Count the lines below that contain "audit". Give only the number.

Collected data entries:
──────────

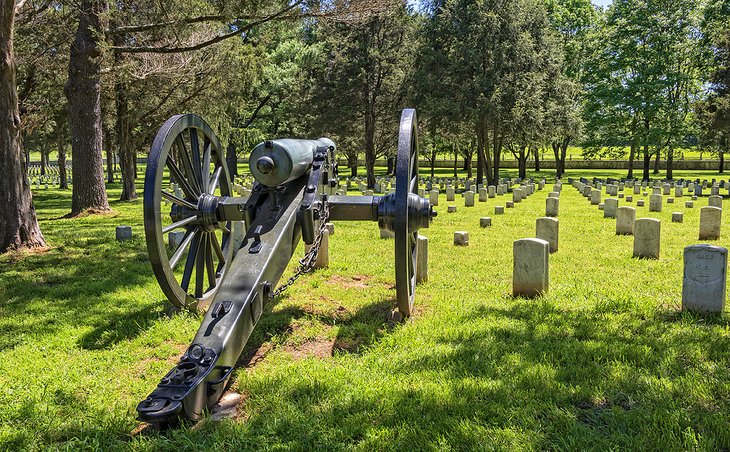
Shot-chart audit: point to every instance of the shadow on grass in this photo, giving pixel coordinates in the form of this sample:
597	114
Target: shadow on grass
531	376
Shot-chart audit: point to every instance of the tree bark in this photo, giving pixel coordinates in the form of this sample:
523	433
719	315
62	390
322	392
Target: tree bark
126	153
670	163
18	223
632	154
84	111
370	147
647	162
62	179
722	162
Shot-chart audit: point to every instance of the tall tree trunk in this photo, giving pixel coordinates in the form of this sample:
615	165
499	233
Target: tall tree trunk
123	131
456	159
370	147
43	159
109	154
670	163
84	111
18	224
647	162
480	130
556	153
231	160
632	153
62	179
496	155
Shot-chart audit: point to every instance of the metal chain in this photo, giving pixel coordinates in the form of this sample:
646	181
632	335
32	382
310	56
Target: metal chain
306	264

──────────

◆ Your solution: 4